AIM -
Rewrite the items below, changing every "thin dried twig" to "slender dry branch" and keeping everything else the same. Omit the pictures from your version.

MATERIALS PROVIDED -

* BEGIN *

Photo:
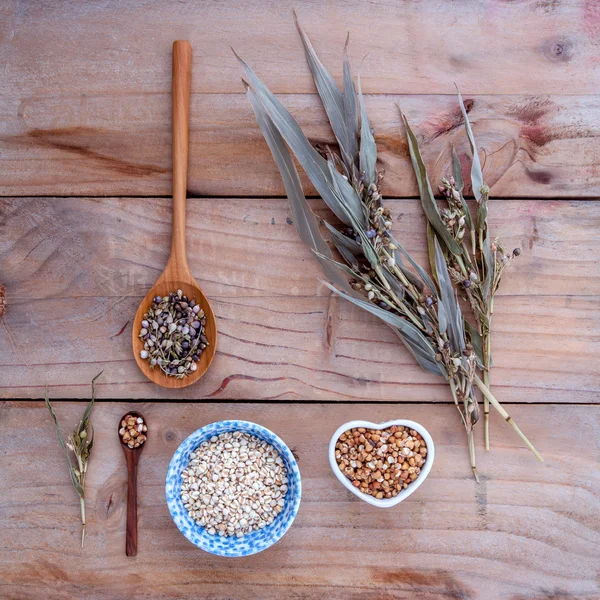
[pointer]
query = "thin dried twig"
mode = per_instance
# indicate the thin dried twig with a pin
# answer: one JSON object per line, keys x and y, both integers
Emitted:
{"x": 78, "y": 448}
{"x": 377, "y": 273}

* END *

THE SOLUTION -
Photo:
[pointer]
query = "slender dry branch"
mode = per_instance
# indicate the slender dry branch with a pin
# answer: one JSON object per line, keys x and y, both integers
Emitted:
{"x": 78, "y": 448}
{"x": 377, "y": 273}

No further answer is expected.